Raw data →

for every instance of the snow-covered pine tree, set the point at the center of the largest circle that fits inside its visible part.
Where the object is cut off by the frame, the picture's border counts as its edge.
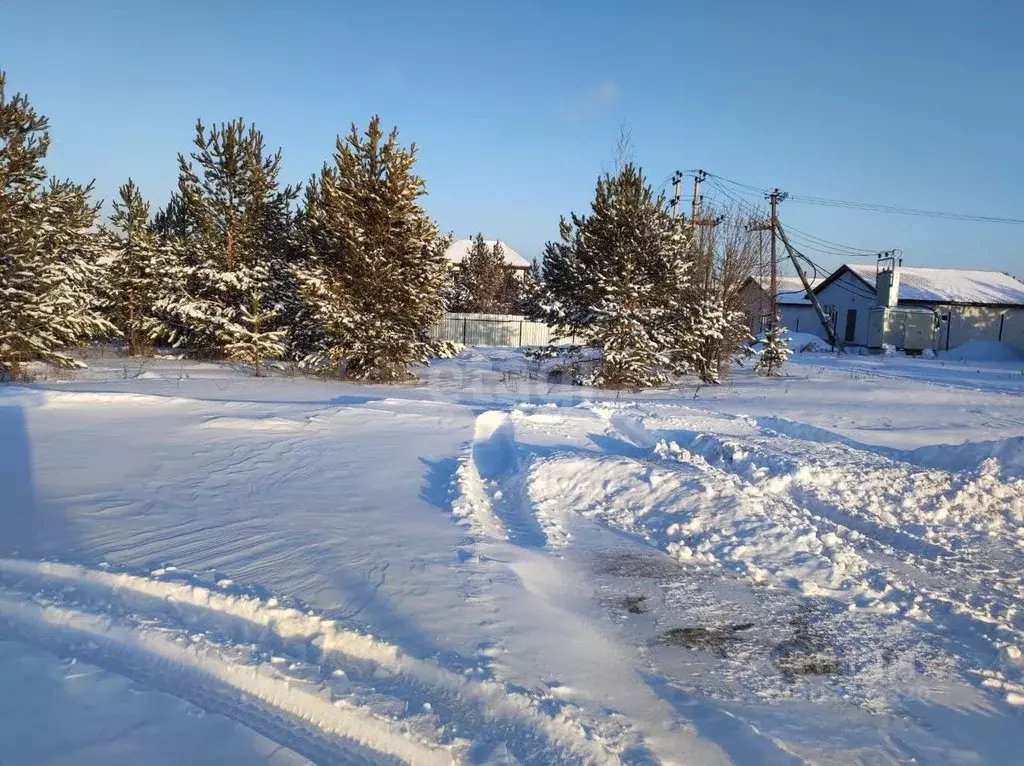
(615, 279)
(249, 339)
(49, 248)
(135, 270)
(232, 219)
(482, 279)
(377, 261)
(774, 352)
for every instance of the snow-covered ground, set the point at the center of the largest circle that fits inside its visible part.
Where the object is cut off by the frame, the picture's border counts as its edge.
(199, 566)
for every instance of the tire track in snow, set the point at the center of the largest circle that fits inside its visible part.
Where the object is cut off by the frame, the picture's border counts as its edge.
(291, 717)
(493, 500)
(356, 669)
(979, 613)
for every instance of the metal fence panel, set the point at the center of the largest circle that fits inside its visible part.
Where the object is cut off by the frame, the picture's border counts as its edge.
(494, 330)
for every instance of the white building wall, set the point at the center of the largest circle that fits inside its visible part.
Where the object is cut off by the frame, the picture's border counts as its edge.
(983, 323)
(846, 294)
(800, 318)
(1013, 329)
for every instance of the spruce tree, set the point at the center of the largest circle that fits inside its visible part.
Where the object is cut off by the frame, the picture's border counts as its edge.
(249, 339)
(49, 248)
(775, 351)
(616, 278)
(136, 270)
(232, 221)
(377, 263)
(481, 279)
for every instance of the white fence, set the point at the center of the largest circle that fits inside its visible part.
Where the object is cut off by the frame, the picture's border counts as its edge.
(495, 330)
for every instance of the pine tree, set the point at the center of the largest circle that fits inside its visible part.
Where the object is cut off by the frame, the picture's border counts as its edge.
(249, 339)
(136, 266)
(377, 261)
(616, 278)
(232, 221)
(49, 248)
(775, 351)
(481, 281)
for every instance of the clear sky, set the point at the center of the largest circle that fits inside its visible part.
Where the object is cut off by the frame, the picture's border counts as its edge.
(516, 104)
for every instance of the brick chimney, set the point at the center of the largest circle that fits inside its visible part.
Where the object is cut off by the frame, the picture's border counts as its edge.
(887, 284)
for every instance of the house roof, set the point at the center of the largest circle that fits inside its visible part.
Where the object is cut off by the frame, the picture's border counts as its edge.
(460, 249)
(944, 285)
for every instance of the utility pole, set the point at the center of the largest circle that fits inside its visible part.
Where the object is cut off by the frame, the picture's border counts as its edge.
(774, 197)
(677, 186)
(698, 178)
(825, 323)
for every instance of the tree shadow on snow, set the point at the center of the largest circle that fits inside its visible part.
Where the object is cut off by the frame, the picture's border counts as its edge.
(18, 523)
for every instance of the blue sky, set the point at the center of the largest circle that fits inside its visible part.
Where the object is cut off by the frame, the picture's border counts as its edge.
(516, 105)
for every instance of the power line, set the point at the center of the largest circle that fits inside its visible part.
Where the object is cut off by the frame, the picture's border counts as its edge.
(877, 208)
(880, 208)
(809, 241)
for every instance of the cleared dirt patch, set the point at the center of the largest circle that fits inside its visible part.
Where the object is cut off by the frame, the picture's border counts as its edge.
(717, 640)
(633, 564)
(809, 651)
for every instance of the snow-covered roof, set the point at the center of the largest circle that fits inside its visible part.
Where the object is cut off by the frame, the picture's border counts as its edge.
(950, 285)
(460, 249)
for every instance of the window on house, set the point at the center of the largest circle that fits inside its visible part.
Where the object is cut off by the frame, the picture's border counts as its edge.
(851, 325)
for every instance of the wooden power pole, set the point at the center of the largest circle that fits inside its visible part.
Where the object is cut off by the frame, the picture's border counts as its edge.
(775, 197)
(698, 178)
(677, 190)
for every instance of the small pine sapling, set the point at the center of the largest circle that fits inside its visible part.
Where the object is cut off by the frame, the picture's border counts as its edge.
(249, 340)
(775, 352)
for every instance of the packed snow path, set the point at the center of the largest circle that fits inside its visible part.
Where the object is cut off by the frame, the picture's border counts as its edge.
(488, 569)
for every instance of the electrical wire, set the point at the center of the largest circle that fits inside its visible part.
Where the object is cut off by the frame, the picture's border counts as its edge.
(893, 209)
(878, 207)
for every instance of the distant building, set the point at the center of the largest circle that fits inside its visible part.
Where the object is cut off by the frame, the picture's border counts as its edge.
(459, 249)
(795, 309)
(966, 304)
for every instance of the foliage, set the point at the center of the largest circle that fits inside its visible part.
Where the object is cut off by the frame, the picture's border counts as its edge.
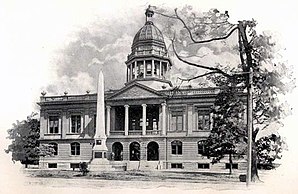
(269, 149)
(272, 78)
(25, 144)
(84, 168)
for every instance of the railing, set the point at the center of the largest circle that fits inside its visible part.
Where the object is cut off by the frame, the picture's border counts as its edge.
(153, 132)
(68, 98)
(186, 92)
(135, 132)
(147, 52)
(117, 132)
(73, 97)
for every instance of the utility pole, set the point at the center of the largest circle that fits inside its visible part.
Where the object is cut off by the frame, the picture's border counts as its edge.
(247, 50)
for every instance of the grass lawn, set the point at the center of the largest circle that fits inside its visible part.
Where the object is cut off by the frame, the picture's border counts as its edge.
(159, 176)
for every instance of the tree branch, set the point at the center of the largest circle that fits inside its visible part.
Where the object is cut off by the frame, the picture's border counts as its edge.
(202, 75)
(197, 65)
(202, 41)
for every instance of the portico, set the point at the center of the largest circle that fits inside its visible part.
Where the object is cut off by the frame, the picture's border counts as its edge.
(136, 119)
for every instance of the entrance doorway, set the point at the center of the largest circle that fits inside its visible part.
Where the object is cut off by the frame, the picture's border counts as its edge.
(117, 149)
(152, 151)
(134, 151)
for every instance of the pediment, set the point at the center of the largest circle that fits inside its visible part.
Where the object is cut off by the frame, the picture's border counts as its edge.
(135, 91)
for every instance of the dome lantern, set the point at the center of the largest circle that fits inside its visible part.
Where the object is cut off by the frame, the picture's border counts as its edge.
(149, 14)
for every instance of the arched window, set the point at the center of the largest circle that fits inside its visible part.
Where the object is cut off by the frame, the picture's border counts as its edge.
(152, 151)
(75, 148)
(201, 147)
(134, 151)
(54, 146)
(176, 147)
(117, 151)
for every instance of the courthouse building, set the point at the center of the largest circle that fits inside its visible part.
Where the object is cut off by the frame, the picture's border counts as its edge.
(149, 125)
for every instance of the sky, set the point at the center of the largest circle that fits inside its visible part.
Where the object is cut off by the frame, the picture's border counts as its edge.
(59, 46)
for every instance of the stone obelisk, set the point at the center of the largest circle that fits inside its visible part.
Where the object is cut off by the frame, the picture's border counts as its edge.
(100, 161)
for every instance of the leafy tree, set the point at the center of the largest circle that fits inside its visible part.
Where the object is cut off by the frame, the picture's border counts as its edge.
(227, 135)
(269, 148)
(189, 31)
(84, 168)
(25, 144)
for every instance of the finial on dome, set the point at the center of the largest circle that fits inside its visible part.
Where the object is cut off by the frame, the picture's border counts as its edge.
(149, 13)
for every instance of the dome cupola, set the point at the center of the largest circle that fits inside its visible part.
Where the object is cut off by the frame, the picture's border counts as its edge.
(149, 57)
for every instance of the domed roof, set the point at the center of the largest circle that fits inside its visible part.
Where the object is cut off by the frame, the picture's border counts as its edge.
(148, 32)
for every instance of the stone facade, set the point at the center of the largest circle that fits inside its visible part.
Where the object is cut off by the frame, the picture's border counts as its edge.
(149, 125)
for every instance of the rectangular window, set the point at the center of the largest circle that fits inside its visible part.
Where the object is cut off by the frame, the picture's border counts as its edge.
(176, 165)
(148, 67)
(156, 68)
(98, 154)
(203, 165)
(52, 165)
(53, 124)
(177, 122)
(75, 124)
(74, 165)
(234, 166)
(176, 147)
(203, 120)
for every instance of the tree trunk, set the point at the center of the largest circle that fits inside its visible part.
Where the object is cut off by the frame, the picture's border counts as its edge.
(254, 161)
(26, 162)
(231, 163)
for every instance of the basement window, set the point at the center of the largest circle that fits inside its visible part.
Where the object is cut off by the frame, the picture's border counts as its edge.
(74, 165)
(203, 165)
(176, 165)
(52, 165)
(234, 166)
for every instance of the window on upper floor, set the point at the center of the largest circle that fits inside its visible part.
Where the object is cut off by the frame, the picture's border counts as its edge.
(203, 120)
(201, 147)
(54, 146)
(53, 124)
(75, 124)
(148, 67)
(177, 121)
(75, 148)
(176, 147)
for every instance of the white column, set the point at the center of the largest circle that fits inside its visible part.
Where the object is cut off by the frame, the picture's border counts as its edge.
(152, 68)
(127, 74)
(160, 69)
(131, 71)
(144, 119)
(145, 69)
(108, 127)
(136, 70)
(163, 127)
(126, 120)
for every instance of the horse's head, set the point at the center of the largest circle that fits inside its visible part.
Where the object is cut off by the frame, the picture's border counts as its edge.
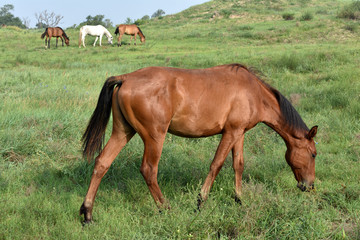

Your goal → Report the tally of lines in the material holding "snow", and add nothing to it.

Response → 6